═════ Selected text

Of course no-one can be completely fraud-proof when fraudsters are constantly inventing new and more devious ways to get at our personal data. However, there are steps you can take that will significantly improve your protection right away.
By defending your personal and financial details against fraud you can ensure that no unsightly blotches will show up on your credit report, and as a result continue being able to secure credit when you need it.
1. Protect yourself in cyber space
Think for a minute about how many times a day you type a password into your computer, or enter personal details online such as your address, or enter your bank code to access online banking. Every time you do this you could be giving away this information to fraudsters if you don't take the necessary precautions.
It's essential to install an up-to-date form of anti-virus and anti-spyware software on your computer and make sure your computer is bolstered with a suitable firewall. You should also make sure you have all the latest security updates installed to your computer as and when you are alerted of them.
It's vital never to use your card to make a payment over the internet without first checking that you are using a secure server. Look at the bottom right corner of your screen and you should see a small padlock icon when you are making a payment; also the address in your browser should begin 'https'. If either of these things are absent, take your business elsewhere.
2. Dispose with care
Many of us will be familiar with the idea by now that disposing of bank statements, receipts, and other paperwork that displays our personal details isn't a clever thing to do, as fraudsters have been known to go through rubbish in the name of copying and abusing your identity.
However, simply tearing a bank statement in two isn't going to put them off the scent; it's best to use a cross-shredder to really make sure your paperwork is well and truly destroyed before you dispose of it.
3. Keep sensitive data safe
Sensitive data might mean your name, address, date of birth, phone number, national insurance number, or bank details, among other things. It's crucial you take good care of these details because if a fraudster gets hold of any of them they can potentially steal your identity.

══════════
═════ Dataset

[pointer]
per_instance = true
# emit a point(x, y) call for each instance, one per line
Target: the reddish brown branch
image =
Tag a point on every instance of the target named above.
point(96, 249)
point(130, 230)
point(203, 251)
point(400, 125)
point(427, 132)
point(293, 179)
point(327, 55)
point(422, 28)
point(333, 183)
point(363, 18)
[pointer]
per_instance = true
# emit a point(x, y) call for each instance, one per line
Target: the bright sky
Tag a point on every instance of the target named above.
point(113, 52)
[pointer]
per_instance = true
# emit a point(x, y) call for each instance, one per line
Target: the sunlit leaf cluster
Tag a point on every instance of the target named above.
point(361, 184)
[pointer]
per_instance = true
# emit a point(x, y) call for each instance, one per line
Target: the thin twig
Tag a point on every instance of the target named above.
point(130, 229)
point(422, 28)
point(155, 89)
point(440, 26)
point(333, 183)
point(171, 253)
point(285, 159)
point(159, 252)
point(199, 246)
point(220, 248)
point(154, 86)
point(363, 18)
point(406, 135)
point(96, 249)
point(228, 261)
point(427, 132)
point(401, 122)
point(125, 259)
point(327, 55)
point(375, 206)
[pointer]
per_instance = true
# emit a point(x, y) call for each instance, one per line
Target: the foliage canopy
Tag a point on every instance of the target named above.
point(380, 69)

══════════

## [Questions to answer]
a - According to the fraud-protection text, what device should be used to destroy paperwork before disposing of it?
b - Reproduce the stretch of the fraud-protection text from "By defending your" through "alerted of them.".
c - Go on with the fraud-protection text, picking up after its final sentence.

## [Answers by item]
a - A cross-shredder.

b -
By defending your personal and financial details against fraud you can ensure that no unsightly blotches will show up on your credit report, and as a result continue being able to secure credit when you need it.
1. Protect yourself in cyber space
Think for a minute about how many times a day you type a password into your computer, or enter personal details online such as your address, or enter your bank code to access online banking. Every time you do this you could be giving away this information to fraudsters if you don't take the necessary precautions.
It's essential to install an up-to-date form of anti-virus and anti-spyware software on your computer and make sure your computer is bolstered with a suitable firewall. You should also make sure you have all the latest security updates installed to your computer as and when you are alerted of them.

c -
Be careful who you supply with your personal details - make sure you know exactly who they are and what they will do with the information.
Never leave your credit or debit cards in a place where fraudsters could easily copy down the details, such as on the counter in a store.
When you are entering your PIN at a cash machine or checkout, remember to shield it from prying eyes - and don't use a cash machine if it looks like it may have been tampered with.
If you move house, make sure to change your address officially with your bank, and consider setting up a redirection with the Royal Mail for a couple of months so that you know your post won't fall into the wrong hands after you've left.
It is also important to be careful with your mobile phone, as most smartphones hold a great deal of personal information. This video explains how your credit report could be affected if somebody accesses the data on your phone.
4. Keep one ear to the ground
Unless you check your bank statements and credit report regularly, you'll have no way of knowing when things go awry. Make it a rule to check your bank statement every month as soon as it lands on your doormat, and comb through it for any transactions you don't recognise.
If you notice anything untoward you should take action by contacting the necessary people right away.
Likewise if you ever lose your credit card, debit card, driving license or passport you should make sure to inform the issuer immediately. A credit or debit card provider will be able to cancel your card so that it can't be used in your name and issue you a new one.
Finally, you should check your credit report online regularly to keep on top of it and make sure your identity isn't being tampered with.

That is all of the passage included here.